• [TASK BRIEF]: The records below must be retyped exactly.

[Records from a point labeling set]
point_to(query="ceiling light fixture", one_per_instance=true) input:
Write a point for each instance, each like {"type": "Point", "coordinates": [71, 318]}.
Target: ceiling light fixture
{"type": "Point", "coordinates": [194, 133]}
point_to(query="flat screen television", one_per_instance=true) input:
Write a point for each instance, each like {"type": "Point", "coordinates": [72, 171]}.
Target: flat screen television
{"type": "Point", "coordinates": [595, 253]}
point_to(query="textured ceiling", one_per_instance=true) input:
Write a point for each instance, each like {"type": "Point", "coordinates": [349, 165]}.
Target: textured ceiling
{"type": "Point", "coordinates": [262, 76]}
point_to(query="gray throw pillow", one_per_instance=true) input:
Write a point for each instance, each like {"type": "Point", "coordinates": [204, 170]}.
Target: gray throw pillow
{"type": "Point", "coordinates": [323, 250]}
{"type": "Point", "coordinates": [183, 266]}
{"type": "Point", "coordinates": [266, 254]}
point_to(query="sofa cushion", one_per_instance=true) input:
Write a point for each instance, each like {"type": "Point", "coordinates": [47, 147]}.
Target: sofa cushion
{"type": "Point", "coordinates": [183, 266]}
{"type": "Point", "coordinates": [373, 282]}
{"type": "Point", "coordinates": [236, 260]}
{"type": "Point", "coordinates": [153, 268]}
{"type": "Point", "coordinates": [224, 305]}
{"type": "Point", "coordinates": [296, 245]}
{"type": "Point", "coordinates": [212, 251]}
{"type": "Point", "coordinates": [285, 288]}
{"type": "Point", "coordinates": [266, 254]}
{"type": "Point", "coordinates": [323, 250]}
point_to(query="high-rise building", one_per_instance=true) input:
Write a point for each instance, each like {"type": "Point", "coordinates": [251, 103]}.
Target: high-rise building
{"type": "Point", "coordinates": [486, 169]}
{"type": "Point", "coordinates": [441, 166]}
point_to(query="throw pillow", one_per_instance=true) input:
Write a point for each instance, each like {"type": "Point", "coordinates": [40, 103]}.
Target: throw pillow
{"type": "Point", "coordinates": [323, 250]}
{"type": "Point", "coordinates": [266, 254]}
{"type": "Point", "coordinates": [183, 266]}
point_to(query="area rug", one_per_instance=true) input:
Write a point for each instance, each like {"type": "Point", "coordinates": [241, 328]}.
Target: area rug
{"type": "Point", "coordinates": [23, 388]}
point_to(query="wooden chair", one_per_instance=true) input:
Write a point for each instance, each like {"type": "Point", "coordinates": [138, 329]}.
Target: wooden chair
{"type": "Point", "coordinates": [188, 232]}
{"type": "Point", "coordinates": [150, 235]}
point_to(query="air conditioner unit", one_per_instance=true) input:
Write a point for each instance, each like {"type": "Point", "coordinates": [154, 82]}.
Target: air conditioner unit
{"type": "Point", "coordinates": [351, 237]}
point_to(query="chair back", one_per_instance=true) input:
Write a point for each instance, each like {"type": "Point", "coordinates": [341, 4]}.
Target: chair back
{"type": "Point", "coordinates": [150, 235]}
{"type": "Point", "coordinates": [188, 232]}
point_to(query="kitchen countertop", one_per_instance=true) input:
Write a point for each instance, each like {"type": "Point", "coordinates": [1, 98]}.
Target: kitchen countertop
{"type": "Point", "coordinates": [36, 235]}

• [THE ANSWER]:
point_to(query="ceiling light fixture", one_per_instance=true) input:
Write a point for each instance, each like {"type": "Point", "coordinates": [71, 318]}.
Target: ceiling light fixture
{"type": "Point", "coordinates": [194, 133]}
point_to(query="flat screen television", one_per_instance=true) input:
Write a point for each instance, each like {"type": "Point", "coordinates": [72, 171]}.
Target: flat screen television
{"type": "Point", "coordinates": [595, 253]}
point_to(query="textured ceiling", one_per_instance=true) input:
Write a point for each instance, each like {"type": "Point", "coordinates": [349, 165]}.
Target: textured ceiling
{"type": "Point", "coordinates": [262, 76]}
point_to(query="gray throw pillow", one_per_instance=true) input:
Write a point for each instance, each like {"type": "Point", "coordinates": [204, 170]}.
Target: gray throw pillow
{"type": "Point", "coordinates": [323, 250]}
{"type": "Point", "coordinates": [183, 266]}
{"type": "Point", "coordinates": [266, 254]}
point_to(query="sofa cushion", one_per_instance=true) input:
Write a point for each instance, each like {"type": "Point", "coordinates": [47, 147]}.
Target: sofa cushion
{"type": "Point", "coordinates": [183, 266]}
{"type": "Point", "coordinates": [373, 282]}
{"type": "Point", "coordinates": [236, 260]}
{"type": "Point", "coordinates": [153, 268]}
{"type": "Point", "coordinates": [224, 305]}
{"type": "Point", "coordinates": [296, 245]}
{"type": "Point", "coordinates": [212, 251]}
{"type": "Point", "coordinates": [285, 288]}
{"type": "Point", "coordinates": [266, 254]}
{"type": "Point", "coordinates": [323, 250]}
point_to(query="high-rise building", one_per_instance=true) input:
Write a point for each instance, each like {"type": "Point", "coordinates": [251, 103]}.
Target: high-rise building
{"type": "Point", "coordinates": [486, 169]}
{"type": "Point", "coordinates": [441, 166]}
point_to(query="throw pillow", one_per_instance=true) input:
Write a point for each instance, each like {"type": "Point", "coordinates": [40, 103]}.
Target: throw pillow
{"type": "Point", "coordinates": [323, 250]}
{"type": "Point", "coordinates": [266, 254]}
{"type": "Point", "coordinates": [183, 266]}
point_to(query="area rug", one_per_instance=true) input:
Write a point for each instance, each like {"type": "Point", "coordinates": [241, 328]}.
Target: area rug
{"type": "Point", "coordinates": [23, 388]}
point_to(query="wooden chair", one_per_instance=true) input:
Write a point for each instance, each like {"type": "Point", "coordinates": [138, 329]}.
Target: wooden chair
{"type": "Point", "coordinates": [188, 232]}
{"type": "Point", "coordinates": [150, 235]}
point_to(query="air conditioner unit", one_per_instance=true) input:
Write a point for each instance, each like {"type": "Point", "coordinates": [154, 82]}.
Target: air conditioner unit
{"type": "Point", "coordinates": [351, 237]}
point_to(query="chair back", one_per_instance=true) input:
Write a point for each instance, each like {"type": "Point", "coordinates": [341, 4]}.
Target: chair back
{"type": "Point", "coordinates": [150, 235]}
{"type": "Point", "coordinates": [188, 232]}
point_to(query="kitchen countertop", one_per_instance=true) input:
Write a point for each instance, each like {"type": "Point", "coordinates": [1, 98]}.
Target: kitchen countertop
{"type": "Point", "coordinates": [36, 235]}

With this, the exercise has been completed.